◆ PAGE EXCERPT
- - -

UNITED STATES of America, Plaintiff-Appellee, v. Adrick Elijah RUCKES, Defendant-Appellant.

No. 08-30088.

Decided: November 09, 2009

Before:  RICHARD C. TALLMAN and MILAN D. SMITH, JR., Circuit Judges, and THOMAS M. REAVLEY,** Senior Circuit Judge. Jeffrey C. Sullivan and Helen J. Brunner, United States Attorney for the Western District of Washington, Seattle, WA, for the plaintiff-appellee. Miriam Schwartz, Office of the Federal Public Defenders for the Western District of Washington, Tacoma, WA, for the defendant-appellant.

Adrick Ruckes (“Ruckes”) was convicted of being a felon in possession of a firearm and possessing cocaine base with the intent to distribute following a search of his automobile.   He moved to suppress the evidence discovered during that search:  a 9mm handgun and over six grams of crack cocaine.   After an evidentiary hearing, Judge Franklin D. Burgess of the Western District of Washington denied his motion.

Ruckes entered a conditional guilty plea and filed this timely appeal.   He maintains that Washington State Trooper Kenyon Wiley's search was not valid incident to his arrest because he was not arrested until after contraband was located within the vehicle.   Following the district court's analysis, the government proffers two alternative theories for upholding the conviction.   First, it argues that the search was proper because, under New York v. Belton, 453 U.S. 454, 101 S.Ct. 2860, 69 L.Ed.2d 768 (1981), when officers have probable cause to effect a full custodial arrest of a vehicle's recent occupant, a search of the passenger compartment of the vehicle is warranted.   Second, to the extent the search was not incident to Ruckes's arrest, the firearm and cocaine would have been discovered during a routine inventory search of the vehicle after impound.   The district court relied on both grounds to uphold the search.

- - -

◆ LIST OF TASKS
• 1. From the court opinion excerpt, list every judge named after the word "Before:".
• 2. Count the lines of the records that contain the string "fabric", treating case as significant, and give only the number.

◆ DATASET ROWS
- - -

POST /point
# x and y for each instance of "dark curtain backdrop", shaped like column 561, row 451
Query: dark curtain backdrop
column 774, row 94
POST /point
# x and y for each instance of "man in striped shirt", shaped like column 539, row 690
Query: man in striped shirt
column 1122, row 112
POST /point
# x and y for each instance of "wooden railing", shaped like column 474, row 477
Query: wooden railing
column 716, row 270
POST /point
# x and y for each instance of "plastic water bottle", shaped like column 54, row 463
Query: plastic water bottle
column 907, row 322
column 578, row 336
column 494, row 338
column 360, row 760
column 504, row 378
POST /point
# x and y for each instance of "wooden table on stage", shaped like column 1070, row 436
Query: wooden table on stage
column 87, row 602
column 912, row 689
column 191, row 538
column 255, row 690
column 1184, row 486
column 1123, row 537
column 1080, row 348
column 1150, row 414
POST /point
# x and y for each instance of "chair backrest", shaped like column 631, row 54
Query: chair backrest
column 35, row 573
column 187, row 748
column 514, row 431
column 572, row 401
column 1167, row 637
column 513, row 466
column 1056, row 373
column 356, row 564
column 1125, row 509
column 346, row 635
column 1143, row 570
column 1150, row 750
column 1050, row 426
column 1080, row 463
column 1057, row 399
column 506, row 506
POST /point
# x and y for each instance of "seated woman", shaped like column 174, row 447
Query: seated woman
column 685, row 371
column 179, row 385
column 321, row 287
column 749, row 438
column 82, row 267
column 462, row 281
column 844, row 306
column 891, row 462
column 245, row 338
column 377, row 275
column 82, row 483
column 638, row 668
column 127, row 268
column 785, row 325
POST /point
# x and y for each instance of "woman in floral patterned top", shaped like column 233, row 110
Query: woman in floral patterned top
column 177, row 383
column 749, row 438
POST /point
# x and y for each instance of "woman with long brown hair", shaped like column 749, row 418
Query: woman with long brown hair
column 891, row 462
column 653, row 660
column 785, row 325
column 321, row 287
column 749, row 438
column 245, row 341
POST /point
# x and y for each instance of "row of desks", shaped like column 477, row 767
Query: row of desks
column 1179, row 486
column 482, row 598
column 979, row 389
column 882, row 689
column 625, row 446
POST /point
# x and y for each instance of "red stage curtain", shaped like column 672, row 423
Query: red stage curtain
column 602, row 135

- - -

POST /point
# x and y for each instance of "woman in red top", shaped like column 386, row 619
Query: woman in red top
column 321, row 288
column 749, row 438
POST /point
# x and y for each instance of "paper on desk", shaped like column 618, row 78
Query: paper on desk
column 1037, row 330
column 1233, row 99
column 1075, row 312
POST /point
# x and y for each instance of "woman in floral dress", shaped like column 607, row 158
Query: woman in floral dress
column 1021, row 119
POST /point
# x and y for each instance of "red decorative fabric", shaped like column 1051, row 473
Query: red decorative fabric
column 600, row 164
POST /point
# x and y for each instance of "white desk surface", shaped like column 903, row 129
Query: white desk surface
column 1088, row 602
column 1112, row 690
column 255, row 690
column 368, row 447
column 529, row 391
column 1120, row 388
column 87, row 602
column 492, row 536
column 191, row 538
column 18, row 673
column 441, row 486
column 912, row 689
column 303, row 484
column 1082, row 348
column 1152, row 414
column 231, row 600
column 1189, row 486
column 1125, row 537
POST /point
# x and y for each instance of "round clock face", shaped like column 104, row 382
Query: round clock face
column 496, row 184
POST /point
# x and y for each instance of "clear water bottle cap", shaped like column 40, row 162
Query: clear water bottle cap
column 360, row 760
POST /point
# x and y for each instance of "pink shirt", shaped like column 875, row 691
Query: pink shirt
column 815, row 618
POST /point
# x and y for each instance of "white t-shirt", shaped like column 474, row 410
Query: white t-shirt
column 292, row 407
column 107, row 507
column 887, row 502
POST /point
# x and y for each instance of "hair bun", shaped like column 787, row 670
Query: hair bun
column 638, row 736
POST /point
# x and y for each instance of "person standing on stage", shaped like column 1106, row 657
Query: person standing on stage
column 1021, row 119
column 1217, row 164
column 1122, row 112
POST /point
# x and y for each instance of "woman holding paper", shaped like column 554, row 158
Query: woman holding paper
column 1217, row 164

- - -

◆ SOLUTIONS IN ORDER
• 1. Richard C. Tallman, Milan D. Smith, Jr., Thomas M. Reavley

• 2. 2